• _What this task involves_:
Reproduce the following records exactly from the line containing "Expected behaviour: the pointer locates the cashew in" onward, ending with the last line and including it.

• _Data in this exercise_:
- - - -

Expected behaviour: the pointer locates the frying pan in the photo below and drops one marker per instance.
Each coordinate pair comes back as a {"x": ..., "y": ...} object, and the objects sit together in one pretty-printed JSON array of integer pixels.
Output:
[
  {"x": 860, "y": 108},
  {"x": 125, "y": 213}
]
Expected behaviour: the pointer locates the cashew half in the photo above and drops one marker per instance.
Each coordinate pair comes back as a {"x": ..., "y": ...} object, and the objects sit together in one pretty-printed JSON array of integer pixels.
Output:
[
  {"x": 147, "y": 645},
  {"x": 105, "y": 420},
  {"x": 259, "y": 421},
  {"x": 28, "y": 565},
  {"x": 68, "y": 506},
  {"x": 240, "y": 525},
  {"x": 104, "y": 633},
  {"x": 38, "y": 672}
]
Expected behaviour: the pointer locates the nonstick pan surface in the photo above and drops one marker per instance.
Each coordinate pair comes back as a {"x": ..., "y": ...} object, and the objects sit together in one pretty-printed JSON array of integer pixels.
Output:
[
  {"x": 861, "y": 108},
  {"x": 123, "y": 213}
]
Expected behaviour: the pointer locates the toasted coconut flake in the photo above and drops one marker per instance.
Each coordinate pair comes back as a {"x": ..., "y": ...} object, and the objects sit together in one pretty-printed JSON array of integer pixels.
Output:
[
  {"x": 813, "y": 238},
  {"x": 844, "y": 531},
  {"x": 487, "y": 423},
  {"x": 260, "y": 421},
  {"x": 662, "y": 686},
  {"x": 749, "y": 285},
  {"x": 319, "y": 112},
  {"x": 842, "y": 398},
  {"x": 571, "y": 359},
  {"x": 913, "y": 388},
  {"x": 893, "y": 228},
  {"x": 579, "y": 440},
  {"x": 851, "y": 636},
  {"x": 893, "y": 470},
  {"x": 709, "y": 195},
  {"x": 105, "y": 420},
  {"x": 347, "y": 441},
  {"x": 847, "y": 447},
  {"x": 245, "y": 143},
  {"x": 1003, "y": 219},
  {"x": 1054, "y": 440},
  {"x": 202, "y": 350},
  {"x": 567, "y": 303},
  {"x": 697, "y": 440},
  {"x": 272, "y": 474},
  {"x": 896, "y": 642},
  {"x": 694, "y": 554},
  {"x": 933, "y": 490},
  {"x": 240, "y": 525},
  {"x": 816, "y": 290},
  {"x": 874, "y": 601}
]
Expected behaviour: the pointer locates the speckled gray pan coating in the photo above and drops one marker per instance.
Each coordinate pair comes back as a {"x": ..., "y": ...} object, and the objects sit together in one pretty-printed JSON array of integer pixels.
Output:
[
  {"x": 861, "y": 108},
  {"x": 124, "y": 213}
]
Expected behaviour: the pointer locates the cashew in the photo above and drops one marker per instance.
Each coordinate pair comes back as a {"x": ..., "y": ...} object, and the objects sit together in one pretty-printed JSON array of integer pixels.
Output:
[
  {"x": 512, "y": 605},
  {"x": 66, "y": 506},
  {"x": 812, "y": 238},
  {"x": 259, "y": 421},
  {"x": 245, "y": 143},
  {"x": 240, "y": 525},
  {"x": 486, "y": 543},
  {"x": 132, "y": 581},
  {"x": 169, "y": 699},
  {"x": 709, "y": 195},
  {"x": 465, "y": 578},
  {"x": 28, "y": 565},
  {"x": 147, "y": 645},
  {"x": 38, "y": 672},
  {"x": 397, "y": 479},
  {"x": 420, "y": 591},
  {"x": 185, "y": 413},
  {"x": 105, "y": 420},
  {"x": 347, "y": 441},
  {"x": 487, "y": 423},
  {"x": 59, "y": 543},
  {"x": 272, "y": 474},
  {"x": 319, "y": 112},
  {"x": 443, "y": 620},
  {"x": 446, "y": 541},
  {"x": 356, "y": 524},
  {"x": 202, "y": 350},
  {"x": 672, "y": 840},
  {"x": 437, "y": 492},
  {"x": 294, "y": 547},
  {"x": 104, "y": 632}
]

- - - -

• _Output for this task_:
Expected behaviour: the pointer locates the cashew in the photo above and drops one marker per instance.
Each coordinate pair comes back as a {"x": ..., "y": ...} object, and the objects sit together in one pretty-printed JSON array of integer pixels.
Output:
[
  {"x": 512, "y": 605},
  {"x": 66, "y": 506},
  {"x": 812, "y": 238},
  {"x": 259, "y": 421},
  {"x": 245, "y": 143},
  {"x": 240, "y": 525},
  {"x": 486, "y": 543},
  {"x": 132, "y": 581},
  {"x": 169, "y": 699},
  {"x": 709, "y": 195},
  {"x": 465, "y": 578},
  {"x": 28, "y": 565},
  {"x": 147, "y": 645},
  {"x": 38, "y": 672},
  {"x": 397, "y": 479},
  {"x": 420, "y": 591},
  {"x": 185, "y": 413},
  {"x": 105, "y": 420},
  {"x": 347, "y": 441},
  {"x": 487, "y": 423},
  {"x": 59, "y": 543},
  {"x": 272, "y": 474},
  {"x": 319, "y": 112},
  {"x": 443, "y": 620},
  {"x": 446, "y": 541},
  {"x": 356, "y": 524},
  {"x": 202, "y": 350},
  {"x": 672, "y": 840},
  {"x": 437, "y": 492},
  {"x": 294, "y": 547},
  {"x": 104, "y": 632}
]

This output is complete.